■ EXERCISE PASSAGE

================

“Then the cities of Judah and the inhabitants of Jerusalem will go and cry to the gods to whom they burn incense, but they surely will not save them in the time of their disaster. For your gods are as many as your cities, O Judah; and as many as the streets of Jerusalem are the altars you have set up to the shameful thing, altars to burn incense to Baal. Therefore do not pray for this people, nor lift up a cry or prayer for them; for I will not listen when they call to Me because of their disaster. ~Jeremiah 11:12-14, NASB
Why do some prayers go unanswered? A question for all generations.
In recent years we had a pastor who was diagnosed with brain cancer. Prognosis:terminal. We loved this man, we loved his family. So of course, as one body, we prayed. Specifically, we prayed for a miracle healing, and for a time, it seemed that God answered with a yes. He lived through surgery, and it seemed the tumor surrendered. His life extended a few more years, but then . . .well, you can guess. We buried our dear pastor on a rainy day in April.

================

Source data
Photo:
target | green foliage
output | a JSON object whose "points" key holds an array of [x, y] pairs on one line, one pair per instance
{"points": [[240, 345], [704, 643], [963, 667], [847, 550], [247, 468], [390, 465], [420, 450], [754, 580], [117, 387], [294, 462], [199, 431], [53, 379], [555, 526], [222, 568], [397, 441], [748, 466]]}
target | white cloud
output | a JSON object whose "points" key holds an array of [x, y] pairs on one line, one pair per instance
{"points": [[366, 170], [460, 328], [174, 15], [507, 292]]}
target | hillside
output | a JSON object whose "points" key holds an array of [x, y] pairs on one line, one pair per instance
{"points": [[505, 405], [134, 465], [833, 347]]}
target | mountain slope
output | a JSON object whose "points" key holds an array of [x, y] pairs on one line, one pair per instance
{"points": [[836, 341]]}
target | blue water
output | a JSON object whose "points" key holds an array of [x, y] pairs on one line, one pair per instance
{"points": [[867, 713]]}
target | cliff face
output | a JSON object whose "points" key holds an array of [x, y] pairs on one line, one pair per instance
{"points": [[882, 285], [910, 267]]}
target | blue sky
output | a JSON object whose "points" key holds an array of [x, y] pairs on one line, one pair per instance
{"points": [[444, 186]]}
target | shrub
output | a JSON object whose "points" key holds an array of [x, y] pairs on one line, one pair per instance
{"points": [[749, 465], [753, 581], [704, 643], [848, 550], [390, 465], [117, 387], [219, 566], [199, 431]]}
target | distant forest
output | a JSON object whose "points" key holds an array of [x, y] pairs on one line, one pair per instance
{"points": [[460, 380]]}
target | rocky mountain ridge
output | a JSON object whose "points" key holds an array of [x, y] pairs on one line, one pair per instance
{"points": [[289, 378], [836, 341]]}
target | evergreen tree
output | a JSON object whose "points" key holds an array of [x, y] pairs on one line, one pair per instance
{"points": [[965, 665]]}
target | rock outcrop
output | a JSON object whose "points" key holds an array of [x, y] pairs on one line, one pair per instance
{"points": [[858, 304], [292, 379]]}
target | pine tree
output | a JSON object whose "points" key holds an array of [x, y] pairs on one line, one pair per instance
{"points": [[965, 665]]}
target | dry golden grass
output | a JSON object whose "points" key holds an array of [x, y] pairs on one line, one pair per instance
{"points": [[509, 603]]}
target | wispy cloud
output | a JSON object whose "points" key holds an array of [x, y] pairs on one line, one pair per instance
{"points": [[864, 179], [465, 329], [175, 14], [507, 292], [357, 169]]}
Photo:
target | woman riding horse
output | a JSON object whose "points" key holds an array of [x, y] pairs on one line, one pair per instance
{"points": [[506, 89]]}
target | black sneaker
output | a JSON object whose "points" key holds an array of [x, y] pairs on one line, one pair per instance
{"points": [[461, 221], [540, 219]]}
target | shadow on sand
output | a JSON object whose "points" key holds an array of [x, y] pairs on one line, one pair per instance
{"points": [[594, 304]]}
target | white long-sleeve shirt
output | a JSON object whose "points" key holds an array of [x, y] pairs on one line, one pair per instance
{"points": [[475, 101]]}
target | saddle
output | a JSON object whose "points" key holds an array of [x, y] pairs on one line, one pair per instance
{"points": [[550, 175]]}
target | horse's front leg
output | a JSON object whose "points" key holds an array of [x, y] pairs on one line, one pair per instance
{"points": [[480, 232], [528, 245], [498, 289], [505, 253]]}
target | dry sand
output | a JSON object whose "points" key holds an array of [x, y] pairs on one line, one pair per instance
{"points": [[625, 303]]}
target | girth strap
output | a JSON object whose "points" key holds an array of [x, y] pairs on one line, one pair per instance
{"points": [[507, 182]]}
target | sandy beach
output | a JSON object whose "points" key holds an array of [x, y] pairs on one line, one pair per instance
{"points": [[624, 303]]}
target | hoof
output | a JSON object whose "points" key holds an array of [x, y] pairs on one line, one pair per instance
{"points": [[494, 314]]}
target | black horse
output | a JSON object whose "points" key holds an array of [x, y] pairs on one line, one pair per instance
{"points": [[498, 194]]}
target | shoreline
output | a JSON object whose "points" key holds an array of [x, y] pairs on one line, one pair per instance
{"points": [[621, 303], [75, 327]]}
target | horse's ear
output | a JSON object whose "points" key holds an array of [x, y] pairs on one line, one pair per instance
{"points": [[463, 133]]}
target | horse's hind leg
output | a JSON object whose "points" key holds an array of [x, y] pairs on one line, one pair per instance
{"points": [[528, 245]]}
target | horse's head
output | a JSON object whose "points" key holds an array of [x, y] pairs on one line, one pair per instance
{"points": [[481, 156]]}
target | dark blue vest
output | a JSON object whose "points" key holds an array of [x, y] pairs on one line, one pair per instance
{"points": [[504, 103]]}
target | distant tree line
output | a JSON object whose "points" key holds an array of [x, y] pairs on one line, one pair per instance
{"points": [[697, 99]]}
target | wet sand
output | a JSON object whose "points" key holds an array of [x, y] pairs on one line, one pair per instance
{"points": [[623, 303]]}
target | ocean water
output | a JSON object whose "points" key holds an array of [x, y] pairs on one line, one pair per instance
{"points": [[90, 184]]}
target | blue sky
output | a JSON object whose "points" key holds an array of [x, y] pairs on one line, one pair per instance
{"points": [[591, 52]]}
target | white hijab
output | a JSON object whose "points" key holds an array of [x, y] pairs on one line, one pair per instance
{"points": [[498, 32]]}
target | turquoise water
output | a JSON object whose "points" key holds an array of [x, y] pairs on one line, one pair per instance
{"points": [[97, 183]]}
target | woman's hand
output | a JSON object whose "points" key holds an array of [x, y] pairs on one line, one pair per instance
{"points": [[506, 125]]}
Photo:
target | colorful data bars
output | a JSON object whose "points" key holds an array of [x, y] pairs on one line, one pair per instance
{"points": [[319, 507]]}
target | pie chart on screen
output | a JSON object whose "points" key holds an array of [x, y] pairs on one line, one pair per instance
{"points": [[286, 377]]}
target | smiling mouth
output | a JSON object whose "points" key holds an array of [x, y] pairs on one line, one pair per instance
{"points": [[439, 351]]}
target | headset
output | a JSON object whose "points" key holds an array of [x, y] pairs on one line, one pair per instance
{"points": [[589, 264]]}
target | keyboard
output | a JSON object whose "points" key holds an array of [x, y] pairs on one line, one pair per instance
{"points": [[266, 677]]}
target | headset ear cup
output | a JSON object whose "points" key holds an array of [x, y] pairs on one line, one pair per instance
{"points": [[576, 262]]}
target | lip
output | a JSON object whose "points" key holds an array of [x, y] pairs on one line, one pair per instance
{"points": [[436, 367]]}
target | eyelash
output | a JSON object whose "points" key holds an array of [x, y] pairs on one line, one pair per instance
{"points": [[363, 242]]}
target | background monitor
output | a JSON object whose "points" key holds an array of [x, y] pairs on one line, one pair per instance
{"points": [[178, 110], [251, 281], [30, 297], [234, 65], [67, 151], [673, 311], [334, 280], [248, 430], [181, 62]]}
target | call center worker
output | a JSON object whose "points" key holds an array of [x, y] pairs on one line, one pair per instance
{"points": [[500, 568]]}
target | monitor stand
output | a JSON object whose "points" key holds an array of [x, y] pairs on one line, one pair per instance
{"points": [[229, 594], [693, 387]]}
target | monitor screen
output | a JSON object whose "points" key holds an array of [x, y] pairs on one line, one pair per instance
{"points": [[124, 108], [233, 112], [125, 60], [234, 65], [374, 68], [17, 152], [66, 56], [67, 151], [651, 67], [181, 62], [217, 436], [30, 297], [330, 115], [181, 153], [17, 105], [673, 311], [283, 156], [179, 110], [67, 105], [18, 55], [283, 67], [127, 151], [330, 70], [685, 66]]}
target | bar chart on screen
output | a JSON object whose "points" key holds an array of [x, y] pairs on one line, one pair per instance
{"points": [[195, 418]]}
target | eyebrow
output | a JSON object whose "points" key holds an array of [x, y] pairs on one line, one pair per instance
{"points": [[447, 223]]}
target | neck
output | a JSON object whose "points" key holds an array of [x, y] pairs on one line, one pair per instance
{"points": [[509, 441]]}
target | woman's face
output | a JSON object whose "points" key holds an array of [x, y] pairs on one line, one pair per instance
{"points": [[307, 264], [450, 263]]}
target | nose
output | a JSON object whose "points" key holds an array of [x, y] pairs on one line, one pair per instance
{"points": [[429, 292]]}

================

■ TASK 1
According to the passage on unanswered prayer, what kind of day was it when the pastor was buried?
■ TASK 2
Decide whether each statement agrees with the passage on unanswered prayer: (a) The pastor was diagnosed with brain cancer. (b) The pastor died during surgery. (c) The Jeremiah quotation is given in the NIV translation.
■ TASK 3
Please copy the part of the passage on unanswered prayer that opens with the words containing "In recent years" and closes with "day in April.".
The source data is separate from the passage on unanswered prayer.

■ EXERCISE SOLUTION 1
A rainy day in April.

■ EXERCISE SOLUTION 2
(a) Yes: "we had a pastor who was diagnosed with brain cancer"
(b) No: "He lived through surgery"
(c) No: "~Jeremiah 11:12-14, NASB"

■ EXERCISE SOLUTION 3
In recent years we had a pastor who was diagnosed with brain cancer. Prognosis:terminal. We loved this man, we loved his family. So of course, as one body, we prayed. Specifically, we prayed for a miracle healing, and for a time, it seemed that God answered with a yes. He lived through surgery, and it seemed the tumor surrendered. His life extended a few more years, but then . . .well, you can guess. We buried our dear pastor on a rainy day in April.